* Provided entries *
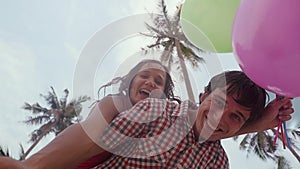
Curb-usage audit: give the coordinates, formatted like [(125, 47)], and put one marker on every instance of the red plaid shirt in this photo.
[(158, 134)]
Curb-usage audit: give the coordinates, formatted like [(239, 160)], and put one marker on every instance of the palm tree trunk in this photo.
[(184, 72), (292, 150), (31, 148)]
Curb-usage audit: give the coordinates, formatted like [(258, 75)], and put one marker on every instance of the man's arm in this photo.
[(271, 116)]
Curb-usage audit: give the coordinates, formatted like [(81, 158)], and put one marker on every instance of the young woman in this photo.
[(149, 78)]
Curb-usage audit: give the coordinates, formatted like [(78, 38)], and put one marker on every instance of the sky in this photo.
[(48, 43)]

...

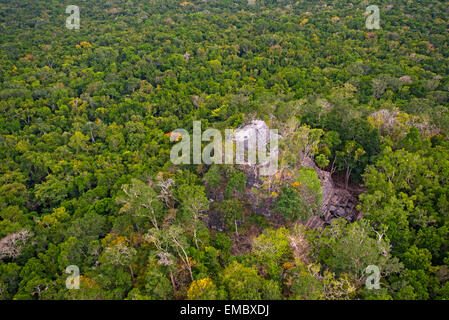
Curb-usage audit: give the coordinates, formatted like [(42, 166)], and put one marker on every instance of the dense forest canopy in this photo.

* Exercise goal *
Express the records from the line containing "shirt in this photo." down through the line containing "[(149, 78)]" as a two-column CSV with the headers text and answer. Each row should hold one record's text and its answer, each in a single quoted field with any line breaks turned into spaces.

* Written response *
text,answer
"Curb-usage audit: give the coordinates, formatted like [(125, 47)], and put one marker on every instance of the red plaid shirt in this photo.","[(158, 134)]"
"Curb-usage audit: give the coordinates, formatted like [(239, 160)], and put one marker on every instance of the palm tree trunk in this photo.","[(184, 72), (292, 150), (31, 148)]"
"Curb-usage audit: give the coordinates, formatted like [(258, 75)], and put one marker on every instance of the man's arm in this photo.","[(271, 116)]"
"Curb-usage audit: give the coordinates, formatted like [(81, 158)], and put one marker on every instance of the young woman in this photo.","[(149, 78)]"